> **What this task involves**
Reproduce only the lines of the listing from the line with "Reviewer note: check that every instance of the submerged" through the end of the listing, both ends included, keeping the reviewer-note lines unchanged. Multiply every x and y coordinate in the answer pairs by 1.4 and round each to a whole number, with halves rounded up.

○ ○ ○ ○ ○

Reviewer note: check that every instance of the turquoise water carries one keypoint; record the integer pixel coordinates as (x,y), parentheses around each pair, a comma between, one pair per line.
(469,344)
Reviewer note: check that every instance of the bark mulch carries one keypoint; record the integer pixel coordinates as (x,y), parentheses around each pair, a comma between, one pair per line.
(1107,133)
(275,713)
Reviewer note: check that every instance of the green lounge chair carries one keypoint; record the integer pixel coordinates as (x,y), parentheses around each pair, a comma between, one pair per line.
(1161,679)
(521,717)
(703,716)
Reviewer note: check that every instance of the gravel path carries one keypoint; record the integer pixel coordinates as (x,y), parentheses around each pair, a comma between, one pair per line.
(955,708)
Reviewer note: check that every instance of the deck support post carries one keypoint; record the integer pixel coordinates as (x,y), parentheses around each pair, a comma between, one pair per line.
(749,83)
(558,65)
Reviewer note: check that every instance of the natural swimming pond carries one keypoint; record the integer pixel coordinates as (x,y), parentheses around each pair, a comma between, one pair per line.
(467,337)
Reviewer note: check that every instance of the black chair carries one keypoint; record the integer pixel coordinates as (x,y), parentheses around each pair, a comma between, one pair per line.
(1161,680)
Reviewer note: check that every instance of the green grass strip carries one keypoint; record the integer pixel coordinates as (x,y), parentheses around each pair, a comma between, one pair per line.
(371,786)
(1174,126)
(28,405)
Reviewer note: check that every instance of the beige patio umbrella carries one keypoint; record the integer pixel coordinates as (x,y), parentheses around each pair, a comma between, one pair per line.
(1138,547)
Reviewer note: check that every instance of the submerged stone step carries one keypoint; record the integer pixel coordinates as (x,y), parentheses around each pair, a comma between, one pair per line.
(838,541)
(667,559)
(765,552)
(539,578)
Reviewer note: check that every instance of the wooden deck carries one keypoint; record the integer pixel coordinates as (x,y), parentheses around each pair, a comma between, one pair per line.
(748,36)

○ ○ ○ ○ ○

> **Written answer**
Reviewer note: check that every instance of the submerged stone step carries one keypoint; record the integer pixel coordinates as (x,y), parentheses around each pair, a comma between, one pair per line.
(1173,757)
(934,783)
(1071,773)
(755,809)
Reviewer note: check that every instance of the wooden deck carries one keypoint; record the integer pixel coordinates as (x,y), parentheses around each pair, a comma between, one pair per line.
(1047,50)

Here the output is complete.